Seperti dicatat M. Unggul Wibowo dalam Nusakambangan: Dari Poelaoe Boei Menuju Pulau Wisata (2001), pulau ini sempat dinyatakan tertutup untuk warga sipil lantaran wabah malaria kembali menyerang tahun 1862. Lalu, pembangunan di Nusakambangan kembali digencarkan pada awal abad ke-20. Sejak 1908, pemerintah kolonial Hindia Belanda menetapkan Nusakambangan sebagai “Pulau Bui” (hlm. 22).

Dua tahun berselang, pada 1910, pembangunan penjara dengan kapasitas 700 orang selesai. Jadilah Nusakambangan benar-benar berfungsi sebagai pulau penjara. Selain itu, tenaga para narapidana yang ditempatkan di pulau itu juga dimanfaatkan untuk membuka hutan yang rencananya akan dijadikan sebagai perkebunan karet.

Pembangunan terus digalakkan di Nusakambangan dari tahun ke tahun. Selaras dengan itu, jumlah pesakitan yang didatangkan pun semakin bertambah karena pemerintah kolonial membutuhkan lebih banyak orang untuk proyek perluasan lahan di pulau tersebut.

Dua bangunan penjara digarap sekaligus pada 1912, masing-masing bisa menampung 750 orang narapidana. Dekade berikutnya, didirikan lagi empat bangunan penjara, yakni pada 1924, 1927, 1928 dan 1935. Hingga era pendudukan kolonial Belanda di Indonesia berakhir, setidaknya ada 9 bangunan yang difungsikan sebagai bui di Nusakambangan.

Infografik Pulau Penjara Nusakambangan

Abadi Sebagai Pulau Bui

Pemanfaatan Nusakambangan sebagai lokasi terisolasi untuk memenjarakan para pesakitan terus berlanjut pada era Sukarno, Soeharto, bahkan hingga saat ini. Penjara ini diperuntukkan bagi mereka yang dianggap sebagai penjahat kelas wahid.

------------------------------

■ SOAL YANG DIBERIKAN A ■
Tuliskan ulang tanpa perubahan bagian kutipan tentang Nusakambangan mulai dari "Infografik Pulau Penjara" sampai "penjahat kelas wahid.".
■ SOAL YANG DIBERIKAN B ■
Menurut kutipan tentang Nusakambangan, berapa kapasitas penjara yang selesai dibangun pada 1910?
■ SOAL YANG DIBERIKAN C ■
Sebutkan semua tahun yang dicatat dalam kutipan tentang Nusakambangan sebagai tahun pembangunan atau selesainya bangunan penjara di pulau itu.

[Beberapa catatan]
------------------------------

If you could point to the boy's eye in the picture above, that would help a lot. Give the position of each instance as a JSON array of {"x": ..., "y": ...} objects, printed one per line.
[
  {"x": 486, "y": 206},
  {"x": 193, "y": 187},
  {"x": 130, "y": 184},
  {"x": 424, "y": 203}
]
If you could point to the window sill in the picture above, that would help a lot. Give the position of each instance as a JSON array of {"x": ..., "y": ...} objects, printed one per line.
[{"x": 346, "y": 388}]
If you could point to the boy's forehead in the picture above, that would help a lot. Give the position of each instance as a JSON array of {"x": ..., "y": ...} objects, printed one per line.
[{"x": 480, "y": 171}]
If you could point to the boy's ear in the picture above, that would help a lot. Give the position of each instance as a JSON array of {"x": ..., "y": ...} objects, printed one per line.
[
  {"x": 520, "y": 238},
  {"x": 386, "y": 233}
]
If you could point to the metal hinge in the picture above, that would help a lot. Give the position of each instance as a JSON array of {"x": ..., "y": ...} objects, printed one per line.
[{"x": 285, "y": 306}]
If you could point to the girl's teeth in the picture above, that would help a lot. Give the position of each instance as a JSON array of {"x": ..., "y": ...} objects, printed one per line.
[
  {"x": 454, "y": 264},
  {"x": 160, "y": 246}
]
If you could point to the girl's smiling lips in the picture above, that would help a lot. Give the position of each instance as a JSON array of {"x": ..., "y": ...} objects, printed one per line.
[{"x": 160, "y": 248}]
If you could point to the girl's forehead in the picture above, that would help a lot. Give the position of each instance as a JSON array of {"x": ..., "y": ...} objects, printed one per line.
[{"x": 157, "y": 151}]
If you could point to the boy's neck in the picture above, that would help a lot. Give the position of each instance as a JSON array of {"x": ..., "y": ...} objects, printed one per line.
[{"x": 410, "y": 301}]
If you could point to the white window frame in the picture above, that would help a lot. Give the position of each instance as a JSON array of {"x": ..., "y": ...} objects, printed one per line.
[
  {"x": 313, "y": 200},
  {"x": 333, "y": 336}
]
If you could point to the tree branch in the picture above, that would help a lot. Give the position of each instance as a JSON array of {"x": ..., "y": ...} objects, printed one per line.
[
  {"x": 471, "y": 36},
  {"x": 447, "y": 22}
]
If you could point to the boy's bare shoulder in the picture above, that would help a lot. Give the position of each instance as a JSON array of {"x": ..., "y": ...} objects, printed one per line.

------------------------------

■ JAWABAN SOAL A ■
Infografik Pulau Penjara Nusakambangan

Abadi Sebagai Pulau Bui

Pemanfaatan Nusakambangan sebagai lokasi terisolasi untuk memenjarakan para pesakitan terus berlanjut pada era Sukarno, Soeharto, bahkan hingga saat ini. Penjara ini diperuntukkan bagi mereka yang dianggap sebagai penjahat kelas wahid.

■ JAWABAN SOAL B ■
Penjara yang selesai dibangun pada 1910 berkapasitas 700 orang.

■ JAWABAN SOAL C ■
1910, 1912, 1924, 1927, 1928, 1935